TASK OBJECTIVE
Exactly as written, set down every entry once more.

DATA FOR THIS TASK
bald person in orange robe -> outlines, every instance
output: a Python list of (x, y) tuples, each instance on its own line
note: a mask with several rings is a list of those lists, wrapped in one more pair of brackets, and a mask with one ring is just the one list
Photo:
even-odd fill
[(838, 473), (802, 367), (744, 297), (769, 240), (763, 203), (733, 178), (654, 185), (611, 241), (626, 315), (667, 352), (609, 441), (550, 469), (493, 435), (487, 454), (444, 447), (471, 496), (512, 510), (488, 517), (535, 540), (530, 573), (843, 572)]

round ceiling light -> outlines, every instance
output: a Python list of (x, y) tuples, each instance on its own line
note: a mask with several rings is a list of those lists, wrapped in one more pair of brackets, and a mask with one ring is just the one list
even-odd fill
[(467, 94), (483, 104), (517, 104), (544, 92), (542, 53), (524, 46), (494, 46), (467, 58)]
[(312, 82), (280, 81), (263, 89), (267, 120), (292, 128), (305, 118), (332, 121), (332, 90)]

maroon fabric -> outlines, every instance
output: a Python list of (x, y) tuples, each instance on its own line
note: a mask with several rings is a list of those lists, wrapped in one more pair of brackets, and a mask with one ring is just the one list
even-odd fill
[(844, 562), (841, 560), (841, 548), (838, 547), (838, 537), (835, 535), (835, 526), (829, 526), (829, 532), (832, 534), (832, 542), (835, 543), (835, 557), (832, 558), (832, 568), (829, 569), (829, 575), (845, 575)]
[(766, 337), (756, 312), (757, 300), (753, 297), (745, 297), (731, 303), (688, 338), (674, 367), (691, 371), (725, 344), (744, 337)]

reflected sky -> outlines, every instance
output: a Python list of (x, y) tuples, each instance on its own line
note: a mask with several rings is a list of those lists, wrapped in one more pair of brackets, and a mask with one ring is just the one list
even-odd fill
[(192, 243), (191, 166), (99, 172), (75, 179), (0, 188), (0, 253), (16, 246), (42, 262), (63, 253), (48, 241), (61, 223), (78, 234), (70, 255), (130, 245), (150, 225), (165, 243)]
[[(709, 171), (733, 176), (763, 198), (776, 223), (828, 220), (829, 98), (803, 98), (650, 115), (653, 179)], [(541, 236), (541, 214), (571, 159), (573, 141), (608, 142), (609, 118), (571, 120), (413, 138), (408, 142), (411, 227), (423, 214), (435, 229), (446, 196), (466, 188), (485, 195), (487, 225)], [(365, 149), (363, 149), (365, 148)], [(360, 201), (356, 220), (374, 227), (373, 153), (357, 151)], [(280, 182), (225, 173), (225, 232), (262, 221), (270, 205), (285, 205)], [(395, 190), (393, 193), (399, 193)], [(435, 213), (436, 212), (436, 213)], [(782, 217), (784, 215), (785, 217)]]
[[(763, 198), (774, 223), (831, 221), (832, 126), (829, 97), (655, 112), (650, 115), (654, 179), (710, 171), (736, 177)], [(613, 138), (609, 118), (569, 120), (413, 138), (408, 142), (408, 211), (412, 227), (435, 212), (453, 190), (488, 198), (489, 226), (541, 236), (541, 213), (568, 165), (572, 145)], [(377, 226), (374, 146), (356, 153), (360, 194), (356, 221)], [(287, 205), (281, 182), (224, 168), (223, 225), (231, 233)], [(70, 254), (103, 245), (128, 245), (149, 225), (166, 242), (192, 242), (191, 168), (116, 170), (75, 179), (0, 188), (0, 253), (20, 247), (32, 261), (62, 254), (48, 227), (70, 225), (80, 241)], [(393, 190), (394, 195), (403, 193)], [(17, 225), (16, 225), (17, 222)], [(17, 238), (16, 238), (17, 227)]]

SOLUTION FOR THIS TASK
bald person in orange robe -> outlines, every instance
output: a Python list of (x, y) tuples, each instance on its own line
note: a mask with several rings is a list of those lists, wrapped in one more pair of brackets, and a mask with one ring is just the one list
Photo:
even-odd fill
[(838, 473), (802, 367), (744, 297), (769, 240), (763, 203), (733, 178), (654, 185), (611, 241), (626, 315), (667, 352), (609, 441), (550, 469), (493, 435), (487, 454), (444, 447), (471, 496), (512, 510), (488, 517), (535, 540), (530, 573), (843, 572)]

round ceiling light -> outlines, every instance
output: a Python list of (x, y) tuples, each instance on its own line
note: a mask with several rings is a list of those lists, wrapped in one more pair of brackets, and a mask with one ring is just the one list
even-odd fill
[(467, 94), (483, 104), (517, 104), (544, 92), (542, 53), (524, 46), (494, 46), (467, 58)]
[(312, 82), (280, 81), (263, 89), (267, 120), (292, 128), (305, 118), (332, 121), (332, 90)]

maroon fabric -> outlines, every instance
output: a Python list of (x, y) tuples, each instance on its own line
note: a mask with several rings is a list of those lists, wrapped in one more pair of brackets, and a mask with one ring is just the one list
even-odd fill
[(844, 562), (841, 560), (841, 548), (838, 547), (838, 537), (835, 535), (835, 526), (829, 526), (829, 532), (832, 534), (832, 542), (835, 543), (835, 557), (832, 558), (832, 568), (829, 569), (829, 575), (845, 575)]
[(766, 337), (756, 312), (757, 300), (753, 297), (745, 297), (731, 303), (688, 338), (674, 367), (691, 371), (725, 344), (744, 337)]

reflected sky -> outlines, every instance
output: a Python list of (x, y) tuples, each instance on its own line
note: a mask with several rings is a list of those lists, wrapped in one more pair of brackets, and a mask with one ring is just the one list
even-odd fill
[(192, 243), (191, 166), (99, 172), (75, 179), (0, 188), (0, 253), (16, 246), (42, 262), (63, 253), (48, 241), (61, 223), (78, 234), (70, 255), (130, 245), (150, 225), (165, 243)]
[[(709, 171), (733, 176), (763, 198), (776, 223), (828, 220), (829, 98), (803, 98), (650, 115), (653, 179)], [(541, 236), (541, 214), (571, 159), (573, 141), (608, 142), (609, 118), (571, 120), (413, 138), (408, 142), (411, 227), (423, 214), (435, 229), (446, 196), (466, 188), (485, 195), (487, 225)], [(365, 149), (363, 149), (365, 148)], [(360, 201), (356, 220), (374, 227), (373, 153), (357, 151)], [(280, 182), (225, 173), (225, 232), (262, 221), (270, 205), (285, 205)], [(395, 190), (393, 193), (399, 193)], [(435, 213), (436, 212), (436, 213)], [(782, 217), (784, 215), (785, 217)]]
[[(763, 198), (774, 223), (831, 221), (832, 126), (829, 97), (655, 112), (650, 115), (654, 179), (710, 171), (736, 177)], [(613, 138), (609, 118), (569, 120), (413, 138), (408, 142), (408, 211), (412, 227), (435, 212), (453, 190), (488, 198), (489, 226), (541, 236), (541, 213), (568, 165), (572, 145)], [(377, 226), (374, 146), (356, 153), (360, 194), (356, 221)], [(287, 205), (281, 182), (224, 168), (223, 225), (231, 233)], [(70, 254), (103, 245), (128, 245), (149, 225), (166, 242), (192, 242), (191, 168), (116, 170), (75, 179), (0, 188), (0, 253), (20, 247), (32, 261), (62, 254), (48, 227), (70, 225), (80, 241)], [(393, 190), (394, 195), (403, 193)], [(17, 225), (16, 225), (17, 222)], [(17, 238), (16, 238), (17, 227)]]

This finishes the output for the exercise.